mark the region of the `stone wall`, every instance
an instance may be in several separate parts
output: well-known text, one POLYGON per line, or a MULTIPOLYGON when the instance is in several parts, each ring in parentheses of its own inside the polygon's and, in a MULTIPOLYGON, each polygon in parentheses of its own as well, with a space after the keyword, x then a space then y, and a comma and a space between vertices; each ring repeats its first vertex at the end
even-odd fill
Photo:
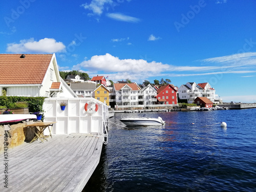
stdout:
POLYGON ((8 142, 9 148, 13 148, 15 146, 20 145, 25 141, 29 142, 31 141, 35 136, 34 133, 30 128, 25 127, 25 125, 33 123, 34 122, 31 121, 26 123, 18 123, 9 125, 10 129, 8 132, 5 132, 8 134, 10 134, 11 137, 6 135, 8 137, 7 141, 5 141, 5 128, 4 125, 0 125, 0 152, 4 151, 5 141, 8 142))

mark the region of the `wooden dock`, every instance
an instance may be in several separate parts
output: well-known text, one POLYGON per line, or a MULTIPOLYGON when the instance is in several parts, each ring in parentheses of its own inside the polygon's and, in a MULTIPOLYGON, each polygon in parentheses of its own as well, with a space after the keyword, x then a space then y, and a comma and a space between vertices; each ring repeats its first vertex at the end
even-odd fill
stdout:
POLYGON ((9 149, 7 174, 6 159, 0 156, 0 191, 81 191, 99 162, 103 140, 102 136, 53 135, 44 143, 9 149))

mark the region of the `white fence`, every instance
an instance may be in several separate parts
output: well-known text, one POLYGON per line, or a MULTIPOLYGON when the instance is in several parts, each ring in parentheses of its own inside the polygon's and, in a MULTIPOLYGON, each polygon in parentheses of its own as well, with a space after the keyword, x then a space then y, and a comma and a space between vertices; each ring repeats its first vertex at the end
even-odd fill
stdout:
MULTIPOLYGON (((89 103, 89 105, 91 104, 89 103)), ((54 134, 97 133, 103 135, 106 131, 108 106, 94 98, 46 98, 43 109, 45 122, 57 122, 53 126, 52 133, 54 134), (84 108, 86 104, 89 101, 93 101, 98 106, 97 111, 92 114, 86 111, 84 108), (64 111, 60 109, 61 102, 66 103, 64 111)))

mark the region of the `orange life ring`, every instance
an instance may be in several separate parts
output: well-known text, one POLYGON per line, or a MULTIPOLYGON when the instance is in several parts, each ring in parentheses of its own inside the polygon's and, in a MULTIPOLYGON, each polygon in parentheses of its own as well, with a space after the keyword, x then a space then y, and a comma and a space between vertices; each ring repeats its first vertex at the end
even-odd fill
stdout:
POLYGON ((97 112, 98 111, 98 109, 99 109, 99 105, 98 105, 98 104, 97 104, 97 103, 95 101, 93 101, 93 100, 89 101, 84 105, 84 110, 89 114, 93 114, 94 113, 95 113, 96 112, 97 112), (88 105, 90 103, 95 104, 95 109, 94 109, 92 107, 88 109, 88 105))

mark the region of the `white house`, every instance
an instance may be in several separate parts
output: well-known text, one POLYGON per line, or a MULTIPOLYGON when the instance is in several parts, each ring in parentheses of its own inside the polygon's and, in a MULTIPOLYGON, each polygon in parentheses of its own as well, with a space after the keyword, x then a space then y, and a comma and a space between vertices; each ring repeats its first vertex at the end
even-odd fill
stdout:
POLYGON ((92 97, 96 88, 96 83, 93 81, 87 82, 71 83, 70 88, 78 96, 81 95, 83 97, 92 97))
POLYGON ((188 103, 193 103, 198 97, 207 97, 211 102, 219 103, 221 99, 215 94, 216 90, 208 82, 197 84, 195 82, 187 82, 182 84, 178 89, 179 98, 186 99, 188 103))
POLYGON ((140 90, 137 83, 114 83, 112 95, 115 99, 110 101, 115 101, 118 105, 137 105, 140 90))
POLYGON ((155 104, 157 95, 156 89, 148 84, 139 91, 139 103, 146 106, 155 104))
POLYGON ((73 82, 84 82, 84 79, 82 77, 80 77, 78 75, 68 75, 67 79, 70 80, 73 82))
POLYGON ((59 76, 55 54, 0 54, 3 89, 7 96, 77 97, 59 76))

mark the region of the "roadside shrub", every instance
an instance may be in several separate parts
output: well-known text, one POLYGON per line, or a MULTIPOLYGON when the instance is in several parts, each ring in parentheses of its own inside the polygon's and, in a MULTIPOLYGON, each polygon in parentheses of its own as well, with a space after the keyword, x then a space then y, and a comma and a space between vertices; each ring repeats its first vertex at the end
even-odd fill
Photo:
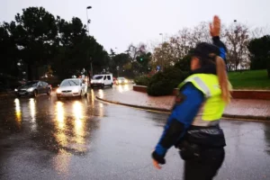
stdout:
POLYGON ((176 64, 175 68, 179 68, 182 71, 190 71, 190 56, 184 56, 183 58, 180 58, 176 64))
POLYGON ((174 88, 186 76, 187 73, 181 71, 179 68, 168 68, 164 72, 158 72, 150 78, 148 94, 153 96, 170 94, 174 88))
POLYGON ((148 83, 149 83, 149 80, 150 80, 150 76, 145 75, 145 76, 136 77, 134 79, 134 82, 135 82, 136 85, 148 86, 148 83))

· · · · · · ·

**Work to complete**
Copy all of the items above word for word, leaving the pictures out.

**Finished exercise**
mark the region of the `stone wall`, every instance
an instance may be in several separate parts
output: well-known text, one POLYGON per line, or a MULTIPOLYGON when the instance is in several parts, each ring in parentheses of its own inside the polygon's and, in a MULTIPOLYGON, each polygon in parentheses of its own as well, with a space after the keyword, x then a space then y, and a comma and a space between vertices; each ring repeats its first vertex at the end
even-odd fill
Photo:
stdout:
POLYGON ((8 142, 9 148, 13 148, 15 146, 20 145, 25 141, 29 142, 31 141, 35 136, 34 133, 30 128, 25 127, 25 125, 33 123, 34 122, 31 121, 26 123, 18 123, 9 125, 10 129, 8 132, 5 132, 8 134, 10 134, 11 137, 6 135, 8 137, 7 141, 5 141, 5 128, 4 125, 0 125, 0 152, 4 151, 5 141, 8 142))

mark the region of the `wooden dock`, every instance
an instance may be in several separate parts
output: well-known text, one POLYGON per line, or a MULTIPOLYGON when the instance is in several parts, each ring in parentheses of its own inside the polygon's and, in a MULTIPOLYGON, each polygon in parentheses of its own as well, with a space after the keyword, x then a space then y, and a comma and a space between vertices; each ring repeats its first vertex at the end
even-odd fill
stdout:
POLYGON ((9 149, 7 174, 6 159, 0 156, 0 191, 81 191, 99 162, 103 140, 102 136, 53 135, 44 143, 9 149))

mark the region of the `white fence`, every instance
an instance may be in several separate parts
output: well-known text, one POLYGON per line, or a MULTIPOLYGON when the instance is in several parts, each ring in parentheses of its own inside the polygon's and, in a MULTIPOLYGON, each polygon in parentheses of its own as well, with a space after the keyword, x then a space then y, and a comma and a space between vertices; each ring repeats its first vertex at the end
even-odd fill
stdout:
MULTIPOLYGON (((89 103, 89 105, 91 104, 89 103)), ((54 134, 97 133, 103 135, 106 131, 108 106, 94 98, 46 98, 43 109, 45 122, 57 122, 53 126, 52 133, 54 134), (84 108, 86 104, 89 101, 93 101, 98 106, 97 111, 92 114, 86 111, 84 108), (64 111, 60 109, 61 102, 66 103, 64 111)))

mark the region of the `orange life ring`, every instance
an instance may be in several separate parts
output: well-known text, one POLYGON per line, or a MULTIPOLYGON when the instance is in several parts, each ring in parentheses of its own inside the polygon's and, in a MULTIPOLYGON, each polygon in parentheses of its own as well, with a space after the keyword, x then a space then y, and a comma and a space between vertices; each ring repeats its first vertex at the end
even-odd fill
stdout:
POLYGON ((97 112, 98 111, 98 109, 99 109, 99 105, 98 105, 98 104, 97 104, 97 103, 95 101, 93 101, 93 100, 89 101, 84 105, 84 110, 89 114, 93 114, 94 113, 95 113, 96 112, 97 112), (88 105, 90 103, 95 104, 95 109, 94 109, 92 107, 88 109, 88 105))

mark the region of the `white house`, every instance
an instance may be in several separate parts
output: well-known text, one POLYGON per line, or a MULTIPOLYGON when the instance is in several parts, each ring in parentheses of its own inside the polygon's and, in a MULTIPOLYGON, each polygon in parentheses of its own as well, with a space after the keyword, x then a space then y, and a comma and a space between vertices; each ring repeats its first vertex at the end
even-odd fill
stdout:
POLYGON ((92 97, 96 88, 96 83, 93 81, 87 82, 71 83, 70 88, 78 96, 81 95, 83 97, 92 97))
POLYGON ((188 103, 193 103, 198 97, 207 97, 211 102, 219 103, 221 99, 215 94, 216 90, 208 82, 197 84, 195 82, 187 82, 182 84, 178 89, 179 98, 186 99, 188 103))
POLYGON ((140 90, 137 83, 114 83, 112 95, 115 99, 110 101, 115 101, 118 105, 137 105, 140 90))
POLYGON ((155 104, 157 95, 156 89, 148 84, 139 91, 139 103, 146 106, 155 104))
POLYGON ((73 82, 84 82, 84 79, 82 77, 80 77, 78 75, 68 75, 67 79, 70 80, 73 82))
POLYGON ((59 76, 55 54, 0 54, 3 89, 7 96, 77 97, 59 76))

mark the region of the "roadside shrub", every instance
an instance may be in several separate parts
output: well-known text, one POLYGON per line, or a MULTIPOLYGON when the instance is in several parts, each ring in parentheses of its own inside the polygon's and, in a MULTIPOLYGON, each polygon in parentheses of its own as well, with a space after the keyword, x then a space then y, and a comma and a space between vertices; each ring repeats its first vertex at the end
even-odd fill
Photo:
stdout:
POLYGON ((176 64, 175 68, 179 68, 182 71, 190 71, 190 56, 184 56, 183 58, 180 58, 176 64))
POLYGON ((174 88, 186 76, 187 73, 181 71, 179 68, 168 68, 164 72, 158 72, 150 78, 148 94, 153 96, 170 94, 174 88))
POLYGON ((148 83, 149 83, 149 80, 150 80, 150 76, 145 75, 145 76, 136 77, 134 79, 134 82, 135 82, 136 85, 148 86, 148 83))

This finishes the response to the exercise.